▶ **SUPPLIED TEXT**:
-- BEGIN --
This is a reasonable situation where Christ upbraided his disciples. Take note of the process as to how he arrives at his decision. First, Mary was sent, who had a proven record of repentance through Christ. Secondly, there were two more disciples that were with them that had been given the same message and witnessed the same act as Mary and told it unto the apostles. This was done that the scripture might be applied in regards to “in the mouth of two or three witnesses.” Now, it was after all that is done and for all this, they believed not. Now, Christ in wisdom can execute the upbraiding or criticizing of the apostles for their unbelief. To take this course of action was not the initial intention of Christ. He gave them space and opportunity along with multiple chances to accept that the words they were speaking were true.


Matthew 11:20-22 KJVS

[20] Then began he to upbraid the cities wherein most of his mighty works were done, because they repented not: [21] Woe unto thee, Chorazin! woe unto thee, Bethsaida! for if the mighty works, which were done in you, had been done in Tyre and Sidon, they would have repented long ago in sackcloth and ashes. [22] But I say unto you, It shall be more tolerable for Tyre and Sidon at the day of judgment, than for you.


This is a typical application of upbraiding. Christ taught and spoke to many people of many cities. Not only to do many wonderful works and miracles among them. But rather to convey to them that they need to repent and change their ways. Yet, for all of his works, miracles, and teachings no one was making any reasonable effort to truly believe and repent. So now it puts one in a place to speak against them righteously. And that although in sin, and a primary region of the heathen. If he had done the same mighty works among them, more of them would have changed, humbled themselves and desired to be joined unto the Most High God. This saying is no different than the mixed multitude that came up out of Egypt with us. Some of the heathen wanted to get it right and serve the true creator after seeing his mighty works.


Sirach 18:18

A fool will upbraid churlishly, and a gift of the envious consumeth the eyes.


Only a foolish individual will upbraid one in a rude or mean way. And be difficult to reason with regarding how critical they should be or are being. And there are a few reasons why. Remember that repentance is the key thing we should always want to keep at the forefront in our intentions. We shouldn’t desire to find an occasion to rail on them because they finally messed up or did something wrong. Or to try to cause them to feel how I feel or think they should feel. Give them the words they need so they may be edified and can do better. Consider this, that even after David committed one of the most wicked singular acts you can think of; adultery, in addition to murder, the Most High nor Nathan the prophet upbraided him about it. The focus was revealing unto him what he did wrong and why it was wrong and the consequences of his actions in a way that he would understand. And as a just man, he beat himself up enough over his own short comings. Let that sink in…How many times are you going to remind someone and chastise them that they are young, that they need to lose weight, that they are late etc. And have your words truly helped the situation? Or are they stagnating growth or causing one to recede and go backwards? If you read Hebrews chapter ten, you will find that God wants us to forget our sins not constantly be reminded of them.
-- END --
▶ **LIST OF TASKS**:
1: In the commentary on upbraiding, which two cities does Christ address with "Woe unto thee"?
2: Resume the commentary on upbraiding after its final sentence, keeping its voice and subject.

▶ **SUPPLIED INFORMATION**:
-- BEGIN --
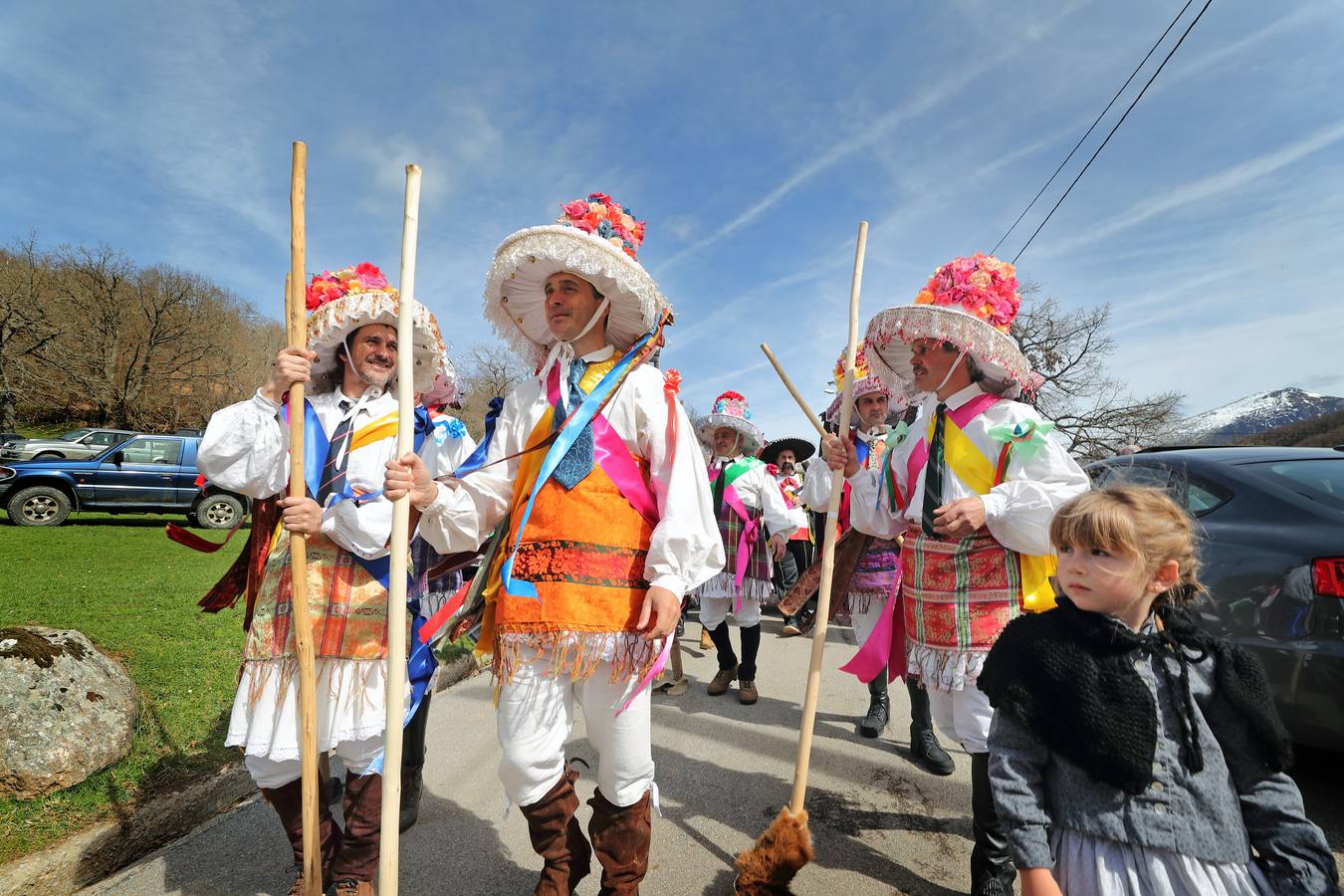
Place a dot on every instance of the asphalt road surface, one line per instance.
(879, 823)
-- END --
▶ **ANSWERS TO THE EXERCISES**:
1: Chorazin and Bethsaida.

2:
Sirach 41:22-24

22 Or to be overbusy with his maid, and come not near her bed; or of upbraiding speeches before friends; and after thou hast given, upbraid not;

23 Or of iterating and speaking again that which thou hast heard; and of revealing of secrets.

24 So shalt thou be truly shamefaced and find favour before all men.


Unfortunately, the closer someone is in relation to you the more often and severely they can upbraid you. The wisdom in Sirach chapter 41 is guiding you on how to have favor with people, especially those closest to you. And how to practice a level of shamefacedness (or reservation) regarding your words and actions toward them. Yes, you want your friends to correct you if you are in error. But no one wants to be criticized all the time for what they say or do. And after you talked to them about it and criticized them. Leave them alone…drop it. Don’t continue to poke the bear. No one wants to be around someone that is going to remind them about how much they failed or fell short. Otherwise, it will lead to an environment where now they are looking for you to fall short so they can do the same to you. And will be that much more harsh with you when the shoe is on the other foot. You may think your telling them what they need to hear, but you may not be aware of what others may have already told them, in conjunction of what they may have already told themselves.


Sirach 4:3

Add not more trouble to an heart that is vexed; and defer not to give to him that is in need.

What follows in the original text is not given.